Source extract:
-----

New Gene Delivery System Seen to Effectively Treat Endometriosis in an Animal Model

New Gene Delivery System Seen to Effectively Treat Endometriosis in an Animal Model

Researchers at the Shanghai Jiao Tong University, in China, synthesized a gene delivery system that effectively to treat endometriosis. Their work, detailed in the study “Hyaluronic acid reagent functional chitosan-PEI conjugate with AQP2-siRNA suppressed endometriotic lesion formation,” was published in the International Journal of Nanomedicine.

Endometriosis is a condition characterized by the growth of the uterus lining tissue outside the uterus, causing chronic pelvic pain and infertility in women. The mechanisms and pathophysiology of endometriosis, however, are still unclear.

Current clinical treatment includes the surgical removal of endometriotic tissue and uterus, or drugs that regulate the production of the cyclic ovarian hormones. But drugs — like progesterone, gonadotropin-releasing hormone, danazol, angiogenesis disruption, and antitumor necrosis factor-alpha inhibitors — are often associated with a number of adverse effects that limit their long-term use.  Identifying new treatment candidates is of importance.

-----

The data:
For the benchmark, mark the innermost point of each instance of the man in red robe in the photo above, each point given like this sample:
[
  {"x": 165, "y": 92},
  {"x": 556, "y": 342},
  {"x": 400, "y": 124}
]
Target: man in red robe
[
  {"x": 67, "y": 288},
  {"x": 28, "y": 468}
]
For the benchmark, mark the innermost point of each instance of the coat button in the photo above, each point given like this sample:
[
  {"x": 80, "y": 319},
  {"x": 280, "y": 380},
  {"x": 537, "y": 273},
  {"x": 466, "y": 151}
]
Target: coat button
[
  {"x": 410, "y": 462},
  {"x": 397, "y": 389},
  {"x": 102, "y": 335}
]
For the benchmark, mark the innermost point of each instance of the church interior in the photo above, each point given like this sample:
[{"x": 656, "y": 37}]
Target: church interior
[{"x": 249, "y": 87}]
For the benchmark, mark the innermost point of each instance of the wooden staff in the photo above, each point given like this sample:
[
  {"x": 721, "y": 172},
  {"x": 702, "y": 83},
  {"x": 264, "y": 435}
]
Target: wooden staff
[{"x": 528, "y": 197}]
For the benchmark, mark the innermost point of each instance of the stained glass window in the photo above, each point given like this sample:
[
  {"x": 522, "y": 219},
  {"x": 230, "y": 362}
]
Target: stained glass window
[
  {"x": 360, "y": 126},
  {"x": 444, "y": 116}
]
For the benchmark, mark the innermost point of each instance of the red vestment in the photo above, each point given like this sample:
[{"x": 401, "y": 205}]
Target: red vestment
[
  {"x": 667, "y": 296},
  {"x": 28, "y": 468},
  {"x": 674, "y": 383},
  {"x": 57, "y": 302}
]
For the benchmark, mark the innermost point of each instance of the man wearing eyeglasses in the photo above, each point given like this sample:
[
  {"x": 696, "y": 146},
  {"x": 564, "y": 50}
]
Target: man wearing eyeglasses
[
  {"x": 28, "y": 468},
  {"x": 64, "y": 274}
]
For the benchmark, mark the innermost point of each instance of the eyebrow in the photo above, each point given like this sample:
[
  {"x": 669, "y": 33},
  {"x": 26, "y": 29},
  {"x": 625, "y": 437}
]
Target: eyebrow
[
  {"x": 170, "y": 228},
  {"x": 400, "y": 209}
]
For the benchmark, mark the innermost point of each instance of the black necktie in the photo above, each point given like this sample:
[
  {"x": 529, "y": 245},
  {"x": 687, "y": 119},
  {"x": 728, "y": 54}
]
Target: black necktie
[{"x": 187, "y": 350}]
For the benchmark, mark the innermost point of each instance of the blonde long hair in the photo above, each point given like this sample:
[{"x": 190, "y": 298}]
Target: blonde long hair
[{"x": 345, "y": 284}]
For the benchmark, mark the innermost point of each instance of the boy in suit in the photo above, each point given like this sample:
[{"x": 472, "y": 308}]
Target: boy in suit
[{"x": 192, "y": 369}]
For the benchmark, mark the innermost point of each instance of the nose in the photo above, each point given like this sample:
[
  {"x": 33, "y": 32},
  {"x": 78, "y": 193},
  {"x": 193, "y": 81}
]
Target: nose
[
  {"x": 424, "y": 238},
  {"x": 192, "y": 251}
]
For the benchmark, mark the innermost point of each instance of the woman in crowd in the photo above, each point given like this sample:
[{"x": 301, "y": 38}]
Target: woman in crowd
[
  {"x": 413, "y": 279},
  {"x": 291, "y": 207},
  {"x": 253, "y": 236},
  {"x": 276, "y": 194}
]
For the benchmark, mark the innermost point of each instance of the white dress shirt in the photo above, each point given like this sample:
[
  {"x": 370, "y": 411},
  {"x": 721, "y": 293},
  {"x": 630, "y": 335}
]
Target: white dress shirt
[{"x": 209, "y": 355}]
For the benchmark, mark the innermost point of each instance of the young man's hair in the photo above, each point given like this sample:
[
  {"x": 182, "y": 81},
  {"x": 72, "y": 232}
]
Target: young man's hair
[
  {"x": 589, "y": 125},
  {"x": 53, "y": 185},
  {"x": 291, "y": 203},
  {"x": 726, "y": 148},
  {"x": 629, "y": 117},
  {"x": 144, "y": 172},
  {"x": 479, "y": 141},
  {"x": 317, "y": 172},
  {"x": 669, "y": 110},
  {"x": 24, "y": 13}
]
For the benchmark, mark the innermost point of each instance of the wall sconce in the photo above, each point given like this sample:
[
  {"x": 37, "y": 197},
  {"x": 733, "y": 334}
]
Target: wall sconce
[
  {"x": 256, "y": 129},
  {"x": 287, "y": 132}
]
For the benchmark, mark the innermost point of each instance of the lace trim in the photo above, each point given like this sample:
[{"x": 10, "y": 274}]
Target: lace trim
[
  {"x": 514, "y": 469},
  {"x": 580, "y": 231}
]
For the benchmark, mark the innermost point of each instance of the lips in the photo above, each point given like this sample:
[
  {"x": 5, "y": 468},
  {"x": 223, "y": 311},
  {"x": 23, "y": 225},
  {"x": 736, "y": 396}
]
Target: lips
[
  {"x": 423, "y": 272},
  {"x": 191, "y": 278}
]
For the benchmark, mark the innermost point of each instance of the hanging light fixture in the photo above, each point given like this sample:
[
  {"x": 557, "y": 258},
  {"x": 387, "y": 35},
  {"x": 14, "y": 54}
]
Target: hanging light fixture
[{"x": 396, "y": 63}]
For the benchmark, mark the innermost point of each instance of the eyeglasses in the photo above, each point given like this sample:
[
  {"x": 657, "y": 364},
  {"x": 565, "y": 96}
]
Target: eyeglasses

-----

Exercise directions:
Continue the article on the new gene delivery system for endometriosis from its last sentence onward. The rows are unrelated to the endometriosis article and serve as separate material.

Response to the task:
Researchers synthesized a novel polymeric nanoparticle gene delivery system based on polyethylenimine-grafted chitosan oligosaccharide (CSO-PEI), coupled with hyaluronic acid (HA) and small interfering RNA (siRNA) to form (CSO-PEI/siRNA) HA drug particles. Importantly, HA is widely distributed throughout connective, epithelial, and neural tissues.

While the results from particle size analysis suggested that the addition of HA to CSO-PEI/siRNA did not influence the particle size, fluorescence data revealed that accumulation of (CSO-PEI/siRNA) HA in the tissue was more noticeable than CSO-PEI/siRNA. This is induced by the particular binding of HA to an antigen called CD44, involved in many cellular functions, including interaction, adhesion, and migration of cells.

Other results showed that the (CSO-PEI/siRNA) HA nanoparticles significantly reduced endometriotic lesion sizes, and administration of (CSO-PEI/siRNA) HA to a rat model of endometriosis reduced expression of CD44 in their epithelial cells.

Finally, electron microscopy studies depicted no obvious toxic effect of (CSO-PEI/siRNA) HA on the reproductive organs. “(CSO-PEI/siRNA)HA gene delivery system can be used as an effective method for the treatment of endometriosis,” the authors wrote.

“As for the effect, the dose of (CSO-PEI/siRNA)HA might be a key part influencing the result. In contrast, the nanoparticle improves the holding of siRNA in the [animal] organ and performs significant knockdown in the target gene expression for at least 10 days using a single dose of intravenous injection. In this study, only one dose of (CSO-PEI/siRNA)HA was used, and more doses and plurality of time points need to be studied in the next study,” they concluded.